SELECTED PASSAGE =>
----------------

According to Jobvite’s Job Seeker Nation Study, 87% of recruiters use LinkedIn to search for candidates. Are you utilizing LinkedIn to its full recruiting potential? Here we’ll look at 10 ways you could use LinkedIn better to attract, source and approach your ideal target candidates.
1. Define your LinkedIn strategy and conversion funnel
The first key step is to have a clearly defined strategy for your presence on LinkedIn. This applies to both you as an individual recruiter–and as a company if you’re also managing your corporate presence on LinkedIn.
Who do you want to reach on LinkedIn, what are the next steps you would like those people to take – and how will you ultimately measure your success? Someone in charge of enhancing a company’s employer branding on LinkedIn would answer this very differently to a recruiter who typically works on attracting candidates for a niche set of requirements.
The former might want to cultivate relationships with influencers, become a recognized publisher on LinkedIn, be an active member of some of the most prominent groups in the sector. They might want content about their employer brand to be seen as extensively as possible – and want this exposure to convert into increased traffic to the company careers pages and ultimately candidate registrations onto the company ATS. This is the funnel that would then be refined and tweaked to maximize conversions to ATS registrations over time.
A recruiter who works on attracting candidates for a niche set of assignments would have a very different strategy and funnel. They’d want to build relationships with as many specialists in that market as possible and become a trusted expert recruiter. They’d want to target their posting, publishing and group activities in ways that target their desired audience. And they’d want to become experts at researching and approaching candidates in that specific domain, experimenting to see what messaging works best and what tactics can uncover more of the right candidates. Their end goal might well be to maximize the number of shortlist candidates generated from LinkedIn activities.
2. Write yourself a compelling LinkedIn headline
Having your strategy and end goals clearly defined is important as it then impacts everything else you do on LinkedIn. A clear example of this is your LinkedIn headline. Consider for a moment that the information candidates (and potential clients) are most likely to see about you on LinkedIn is 1) your name, 2) your photo and 3) your headline. Your headline should therefore immediately convey to people why they should click through and take a look at your profile and/or be interested in the content that you’ve shared or the discussion you’ve started.

----------------

RECORDS SUPPLIED =>
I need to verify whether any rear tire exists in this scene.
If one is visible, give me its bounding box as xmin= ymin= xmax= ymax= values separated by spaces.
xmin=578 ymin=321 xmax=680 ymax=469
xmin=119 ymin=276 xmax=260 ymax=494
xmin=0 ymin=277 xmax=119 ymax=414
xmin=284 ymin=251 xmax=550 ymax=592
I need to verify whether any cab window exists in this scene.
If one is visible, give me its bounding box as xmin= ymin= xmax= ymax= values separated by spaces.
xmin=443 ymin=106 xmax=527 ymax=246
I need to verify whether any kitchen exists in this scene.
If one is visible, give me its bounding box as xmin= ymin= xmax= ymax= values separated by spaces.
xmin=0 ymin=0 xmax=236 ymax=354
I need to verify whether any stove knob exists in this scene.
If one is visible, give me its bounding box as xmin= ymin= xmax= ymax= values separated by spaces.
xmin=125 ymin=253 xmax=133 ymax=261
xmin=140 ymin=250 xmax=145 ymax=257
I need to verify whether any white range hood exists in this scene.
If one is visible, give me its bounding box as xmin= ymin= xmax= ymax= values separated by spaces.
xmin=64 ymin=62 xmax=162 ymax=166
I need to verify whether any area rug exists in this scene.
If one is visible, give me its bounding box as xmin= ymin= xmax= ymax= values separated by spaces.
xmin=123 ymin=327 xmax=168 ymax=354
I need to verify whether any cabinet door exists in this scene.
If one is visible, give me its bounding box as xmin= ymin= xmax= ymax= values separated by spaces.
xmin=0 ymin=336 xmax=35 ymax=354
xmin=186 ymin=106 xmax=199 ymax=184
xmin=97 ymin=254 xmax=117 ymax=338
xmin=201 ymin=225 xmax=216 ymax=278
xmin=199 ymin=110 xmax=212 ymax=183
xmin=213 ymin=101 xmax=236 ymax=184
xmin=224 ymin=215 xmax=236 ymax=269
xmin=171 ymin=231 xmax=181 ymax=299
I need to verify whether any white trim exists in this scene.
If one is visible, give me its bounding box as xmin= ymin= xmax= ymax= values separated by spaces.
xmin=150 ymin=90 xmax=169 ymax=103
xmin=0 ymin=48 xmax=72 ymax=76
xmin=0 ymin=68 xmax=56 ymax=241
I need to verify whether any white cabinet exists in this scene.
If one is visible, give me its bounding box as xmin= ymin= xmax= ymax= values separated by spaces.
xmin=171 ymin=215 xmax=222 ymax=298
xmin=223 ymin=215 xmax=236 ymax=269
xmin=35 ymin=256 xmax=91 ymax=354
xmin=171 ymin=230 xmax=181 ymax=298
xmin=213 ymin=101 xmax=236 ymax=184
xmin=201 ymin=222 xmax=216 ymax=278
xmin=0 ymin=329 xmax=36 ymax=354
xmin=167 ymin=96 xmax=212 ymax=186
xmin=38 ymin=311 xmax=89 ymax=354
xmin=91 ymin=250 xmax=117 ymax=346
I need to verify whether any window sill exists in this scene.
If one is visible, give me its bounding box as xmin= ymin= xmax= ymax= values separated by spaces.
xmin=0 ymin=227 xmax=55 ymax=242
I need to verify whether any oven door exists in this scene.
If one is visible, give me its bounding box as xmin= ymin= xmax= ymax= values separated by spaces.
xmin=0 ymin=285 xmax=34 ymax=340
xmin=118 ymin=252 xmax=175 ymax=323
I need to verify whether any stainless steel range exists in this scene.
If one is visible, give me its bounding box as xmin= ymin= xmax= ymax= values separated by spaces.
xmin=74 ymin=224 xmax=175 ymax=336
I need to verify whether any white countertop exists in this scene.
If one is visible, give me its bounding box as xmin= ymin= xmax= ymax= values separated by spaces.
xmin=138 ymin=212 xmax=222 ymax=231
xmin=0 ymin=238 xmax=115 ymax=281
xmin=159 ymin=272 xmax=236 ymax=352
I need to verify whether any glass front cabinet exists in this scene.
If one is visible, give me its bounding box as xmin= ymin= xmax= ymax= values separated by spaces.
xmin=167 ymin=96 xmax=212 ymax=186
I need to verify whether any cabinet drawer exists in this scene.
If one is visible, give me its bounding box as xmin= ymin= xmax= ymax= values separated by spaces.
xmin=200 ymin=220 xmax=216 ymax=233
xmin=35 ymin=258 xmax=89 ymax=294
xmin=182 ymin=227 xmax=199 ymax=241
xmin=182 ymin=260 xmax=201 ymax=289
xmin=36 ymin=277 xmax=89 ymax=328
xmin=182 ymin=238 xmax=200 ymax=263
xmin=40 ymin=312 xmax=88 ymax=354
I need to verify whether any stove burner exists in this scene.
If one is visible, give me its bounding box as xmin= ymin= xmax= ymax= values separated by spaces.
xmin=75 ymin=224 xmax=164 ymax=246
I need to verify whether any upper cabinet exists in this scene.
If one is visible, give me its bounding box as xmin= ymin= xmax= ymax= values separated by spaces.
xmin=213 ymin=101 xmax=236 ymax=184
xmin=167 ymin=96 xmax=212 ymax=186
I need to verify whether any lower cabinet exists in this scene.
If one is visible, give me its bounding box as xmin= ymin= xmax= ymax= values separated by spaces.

----------------

PROBLEM DETAILS => From the article on using LinkedIn for recruiting, reproduce verbatim the passage that begins with "Who do you want" and ends after "registrations over time.".

TASK SOLUTION =>
Who do you want to reach on LinkedIn, what are the next steps you would like those people to take – and how will you ultimately measure your success? Someone in charge of enhancing a company’s employer branding on LinkedIn would answer this very differently to a recruiter who typically works on attracting candidates for a niche set of requirements.
The former might want to cultivate relationships with influencers, become a recognized publisher on LinkedIn, be an active member of some of the most prominent groups in the sector. They might want content about their employer brand to be seen as extensively as possible – and want this exposure to convert into increased traffic to the company careers pages and ultimately candidate registrations onto the company ATS. This is the funnel that would then be refined and tweaked to maximize conversions to ATS registrations over time.